#### Selected passage
###

Well, I always wondered how Cassandra can by used in Hadoop-like
environment where you basically need to do full table scan.

I need to say that our experience is that cassandra is perfect for
writing, reading specific values by key, but definitely not for reading
all of the data out of it. Some of our projects found out that doing
that with a not trivial in a timely manner is close to impossible in
many situations. We are slowly moving to storing the data in HDFS and
possibly reprocess them on a daily bases for such usecases (statistics).

This is nothing against Cassandra, it can not be perfect for everything.
But I am really interested how it can work well with Spark/Hadoop where
you basically needs to read all the data as well (as far as I understand
that).

Jirka H.

On 02/11/2015 01:51 PM, DuyHai Doan wrote:
> "The very nature of cassandra's distributed nature vs partitioning
> data on hadoop makes spark on hdfs actually fasted than on cassandra...."
>
> Prove it. Did you ever have a look into the source code of the
> Spark/Cassandra connector to see how data locality is achieved before
> throwing out such statement ?
>
> On Wed, Feb 11, 2015 at 12:42 PM, Marcelo Valle (BLOOMBERG/ LONDON)
> <mvallemil...@bloomberg.net <mailto:mvallemil...@bloomberg.net>> wrote:
>
>     > cassandra makes a very poor datawarehouse ot long term time series store
>
>     Really? This is not the impression I have... I think Cassandra is
>     good to store larges amounts of data and historical information,
>     it's only not good to store temporary data.
>     Netflix has a large amount of data and it's all stored in
>     Cassandra, AFAIK.
>
>     > The very nature of cassandra's distributed nature vs partitioning data 
> on hadoop makes spark on hdfs
>     actually fasted than on cassandra.
>
>     I am not sure about the current state of Spark support for
>     Cassandra, but I guess if you create a map reduce job, the
>     intermediate map results will be still stored in HDFS, as it
>     happens to hadoop, is this right? I think the problem with Spark +
>     Cassandra or with Hadoop + Cassandra is that the hard part spark
>     or hadoop does, the shuffling, could be done out of the box with
>     Cassandra, but no one takes advantage on that. What if a map /
>     reduce job used a temporary CF in Cassandra to store intermediate
>     results?
>
>     From: user@cassandra.apache.org <mailto:user@cassandra.apache.org>
>     Subject: Re: How to speed up SELECT * query in Cassandra
>
>         I use spark with cassandra, and you dont need DSE.
>
>         I see a lot of people ask this same question below (how do I
>         get a lot of data out of cassandra?), and my question is
>         always, why arent you updating both places at once?

###

#### Information shown
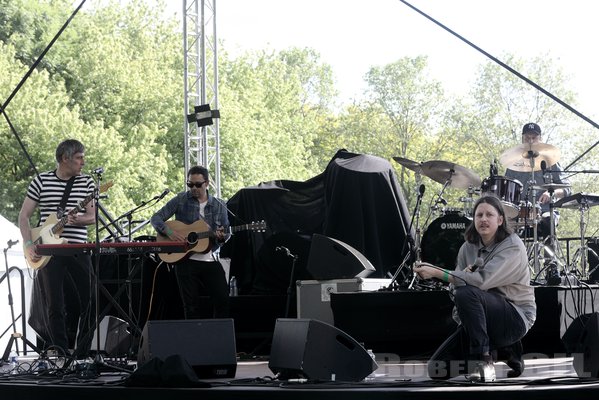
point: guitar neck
(244, 227)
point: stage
(402, 328)
(542, 379)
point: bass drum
(442, 240)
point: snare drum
(508, 190)
(442, 240)
(527, 214)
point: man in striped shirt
(46, 191)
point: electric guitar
(53, 226)
(199, 237)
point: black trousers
(62, 273)
(490, 323)
(197, 277)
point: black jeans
(59, 272)
(197, 277)
(489, 323)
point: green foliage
(114, 81)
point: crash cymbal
(413, 165)
(443, 171)
(551, 186)
(518, 158)
(577, 200)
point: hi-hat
(447, 172)
(518, 158)
(413, 165)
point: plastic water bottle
(233, 286)
(13, 360)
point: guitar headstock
(257, 226)
(105, 186)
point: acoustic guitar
(49, 232)
(200, 237)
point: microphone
(285, 250)
(478, 263)
(164, 193)
(546, 174)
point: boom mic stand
(98, 359)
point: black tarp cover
(356, 200)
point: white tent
(14, 258)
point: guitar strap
(63, 202)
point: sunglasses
(196, 184)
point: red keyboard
(108, 248)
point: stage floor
(543, 379)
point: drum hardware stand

###

#### Job
Write what comes next in the email thread about using Cassandra with Spark and Hadoop, starting right after its last sentence.

#### Written reply
>
>         For example, we use hadoop and cassandra in conjunction with
>         each other, we use a message bus to store every event in both,
>         aggregrate in both, but only keep current data in cassandra
>         (cassandra makes a very poor datawarehouse ot long term time
>         series store) and then use services to process queries that
>         merge data from hadoop and cassandra.  
>
>         Also, spark on hdfs gives more flexibility in terms of large
>         datasets and performance.  The very nature of cassandra's
>         distributed nature vs partitioning data on hadoop makes spark
>         on hdfs actually fasted than on cassandra....
>
>
>
>         -- 
>         *Colin Clark* 
>         +1 612 859 6129 <tel:%2B1%20612%20859%206129>
>         Skype colin.p.clark
>
>         On Feb 11, 2015, at 4:49 AM, Jens Rantil <jens.ran...@tink.se
>         <mailto:jens.ran...@tink.se>> wrote:
>
>>
>>         On Wed, Feb 11, 2015 at 11:40 AM, Marcelo Valle (BLOOMBERG/
>>         LONDON) <mvallemil...@bloomberg.net
>>         <mailto:mvallemil...@bloomberg.net>> wrote:
>>
>>             If you use Cassandra enterprise, you can use hive, AFAIK.
>>
>>
>>         Even better, you can use Spark/Shark with DSE.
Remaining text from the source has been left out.